**GIVEN INSTRUCTION 1**
Show each line of the records below that contains the string "castle", treating uppercase and lowercase as different.

— BEGIN QUOTED TEXT —

Falklands : LEGISLATIVE ASSEMBLY MEETING FRIDAY, 25 FEBRUARY 2011 a
Submitted by Falkland Islands News Network (Juanita Brock) 04.03.2011 (Article Archived on 18.03.2011)
Part 2: Motion for Adjournment Speeches: The Hon Mr Bill Luxton:
LEGISLATIVE ASSEMBLY MEETING FRIDAY, 25 FEBRUARY 2011
Part 2: Motion for Adjournment Speeches: The Hon Mr Bill Luxton:
Mr Speaker, no one can say that 2011 has been quiet and peaceful for the Falklands so far. Although, we have been spared the terrible events like those that have been happening elsewhere, like the dictators of North Africa slaughtering their own people, to the awful earthquakes such as the one that has just hit Christchurch in New Zealand. I join my colleagues in extending our sympathy to all our New Zealand friends and to those who have lost their family and friends.
We do have problems, though, with our neighbours. Although their Government seems to have given up murdering its own people for the time being, they are still conducting a viscous war against the Falklands on the economic and political fronts.

— END QUOTED TEXT —
— BEGIN STORED ROWS —

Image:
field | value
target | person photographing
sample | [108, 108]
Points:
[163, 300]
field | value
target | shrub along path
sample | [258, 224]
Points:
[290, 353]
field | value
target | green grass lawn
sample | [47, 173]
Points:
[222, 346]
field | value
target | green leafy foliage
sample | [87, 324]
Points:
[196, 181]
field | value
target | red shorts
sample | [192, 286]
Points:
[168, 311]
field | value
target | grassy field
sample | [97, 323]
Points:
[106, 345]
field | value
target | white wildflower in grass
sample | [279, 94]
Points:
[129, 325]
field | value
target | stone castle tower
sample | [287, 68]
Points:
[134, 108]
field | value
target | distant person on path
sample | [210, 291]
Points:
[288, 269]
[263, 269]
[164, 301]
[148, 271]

— END STORED ROWS —
— BEGIN STORED ROWS —

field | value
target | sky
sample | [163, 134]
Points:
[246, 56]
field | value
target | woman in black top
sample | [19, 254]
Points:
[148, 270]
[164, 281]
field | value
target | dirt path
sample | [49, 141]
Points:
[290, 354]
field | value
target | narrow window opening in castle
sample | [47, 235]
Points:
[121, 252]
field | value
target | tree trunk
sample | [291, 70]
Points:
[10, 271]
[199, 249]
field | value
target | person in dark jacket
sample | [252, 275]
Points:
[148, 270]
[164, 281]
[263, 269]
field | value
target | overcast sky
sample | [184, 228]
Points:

— END STORED ROWS —

**GIVEN INSTRUCTION 2**
Write out the part of the Falklands adjournment speech above from "Falklands : LEGISLATIVE" up to and including "family and friends.", keeping its wording unchanged.

**RESPONSE 1**
target | stone castle tower
target | narrow window opening in castle

**RESPONSE 2**
Falklands : LEGISLATIVE ASSEMBLY MEETING FRIDAY, 25 FEBRUARY 2011 a
Submitted by Falkland Islands News Network (Juanita Brock) 04.03.2011 (Article Archived on 18.03.2011)
Part 2: Motion for Adjournment Speeches: The Hon Mr Bill Luxton:
LEGISLATIVE ASSEMBLY MEETING FRIDAY, 25 FEBRUARY 2011
Part 2: Motion for Adjournment Speeches: The Hon Mr Bill Luxton:
Mr Speaker, no one can say that 2011 has been quiet and peaceful for the Falklands so far. Although, we have been spared the terrible events like those that have been happening elsewhere, like the dictators of North Africa slaughtering their own people, to the awful earthquakes such as the one that has just hit Christchurch in New Zealand. I join my colleagues in extending our sympathy to all our New Zealand friends and to those who have lost their family and friends.